No matter where New York singer Ismael Miranda performs, the veteran Fania Records sonero, known affectionately as "El Niño Bonito de la Salsa" (the Pretty Face of Salsa), always pulls out the popular standard "En Mi Viejo San Juan." Like so many Puerto Ricans of a certain age, Miranda, who is 67, was born on the island but raised on Manhattan's Lower East Side. "En Mi Viejo San Juan" tells the tale of an aging Puerto Rican living abroad, knowing he will likely never again see his beloved Caribbean birthplace.
"Time passed and destiny mocked my terrible nostalgia," goes one line of the iconic song, as translated in English. "And I couldn't return to the San Juan that I loved . . . My hair whitened, my life fades away, and death calls for me. . ."
Charlotte singer Joseph Samuel Quisol, 23, had never stepped foot on Puerto Rican soil when he sat down three years ago to rewrite the words of this classic bolero that's become P.R.'s unofficial national anthem.
"I kept the melody but translated some of the lyrics into English and made it from my perspective," says Quisol, who was born of Puerto Rican and Filipino heritage in Sacramento, California, and raised in the Queen City.
"En Mi Viejo San Juan" was a favorite of Quisol's abuela — his grandmother — who deeply identified with the words. "She had told me about the song, and she hasn't been back there in forever," Quisol says. "But that was not my experience with Puerto Rico. For me, it was this place that I had never been to, but that I had seen in family photos.
"So I adjusted the lyrics to talk about learning Spanish in the United States and hearing about this mythic land across the ocean where everyone's from; it is our place, but it was a place I'd never been to."
Quisol wrote the new lyrics as a way to engage with other second-generation Latinx immigrants. "I think a lot of people of my generation can identify with being from immigrant families and hearing these legends about these faraway places that are home to our parents and our grandparents," he says, "but having no real connection to the physical places ourselves."

[DATA LINES]

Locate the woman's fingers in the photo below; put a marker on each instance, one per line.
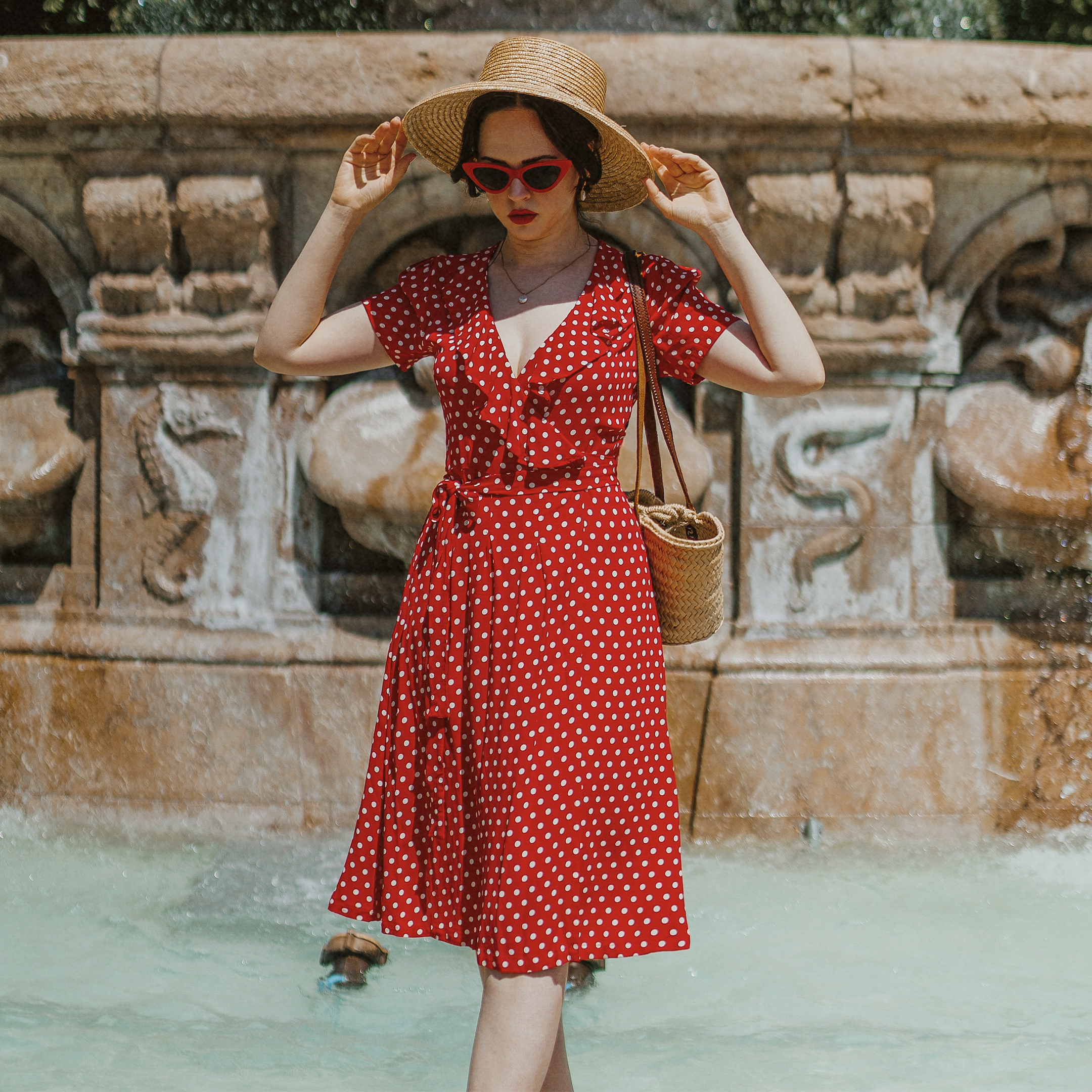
(678, 163)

[PROBLEM TO WORK ON] According to the text about the song "En Mi Viejo San Juan," in what city was Joseph Samuel Quisol born?

[RIGHT ANSWER] Sacramento, California